*** Begin section ***
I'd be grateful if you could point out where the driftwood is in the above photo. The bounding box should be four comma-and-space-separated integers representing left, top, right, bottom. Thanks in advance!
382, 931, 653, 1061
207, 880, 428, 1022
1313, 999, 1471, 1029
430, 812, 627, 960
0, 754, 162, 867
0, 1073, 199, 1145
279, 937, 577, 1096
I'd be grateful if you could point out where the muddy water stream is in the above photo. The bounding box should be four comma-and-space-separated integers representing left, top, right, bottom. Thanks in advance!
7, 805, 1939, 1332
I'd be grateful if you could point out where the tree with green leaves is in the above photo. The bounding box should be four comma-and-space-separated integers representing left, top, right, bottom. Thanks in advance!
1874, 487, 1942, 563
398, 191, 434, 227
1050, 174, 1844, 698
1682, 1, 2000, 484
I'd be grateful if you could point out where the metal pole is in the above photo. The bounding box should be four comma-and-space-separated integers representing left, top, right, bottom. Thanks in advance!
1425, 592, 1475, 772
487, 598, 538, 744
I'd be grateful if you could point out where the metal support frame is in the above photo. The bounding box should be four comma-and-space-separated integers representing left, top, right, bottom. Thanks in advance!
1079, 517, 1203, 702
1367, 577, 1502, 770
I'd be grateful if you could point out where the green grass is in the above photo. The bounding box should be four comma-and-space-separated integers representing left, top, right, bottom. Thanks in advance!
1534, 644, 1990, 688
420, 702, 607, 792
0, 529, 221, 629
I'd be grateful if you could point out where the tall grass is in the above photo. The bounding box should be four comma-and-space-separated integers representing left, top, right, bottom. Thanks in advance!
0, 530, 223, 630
*** End section ***
> **Exercise prompt**
Copy exactly the line containing "I'd be grateful if you could point out where the green" and each line after it through the end of the records above.

> **Task solution**
I'd be grateful if you could point out where the green grass is in the above photo. The bounding box should be four comma-and-space-separated integers representing left, top, right, bottom. Thanks in advance!
1534, 644, 1990, 688
420, 702, 607, 792
0, 529, 221, 629
I'd be grateful if you could point out where the tall grass is in the above photo. The bounding box should be four comma-and-space-separated integers representing left, top, right, bottom. Thanks in advance!
0, 530, 223, 630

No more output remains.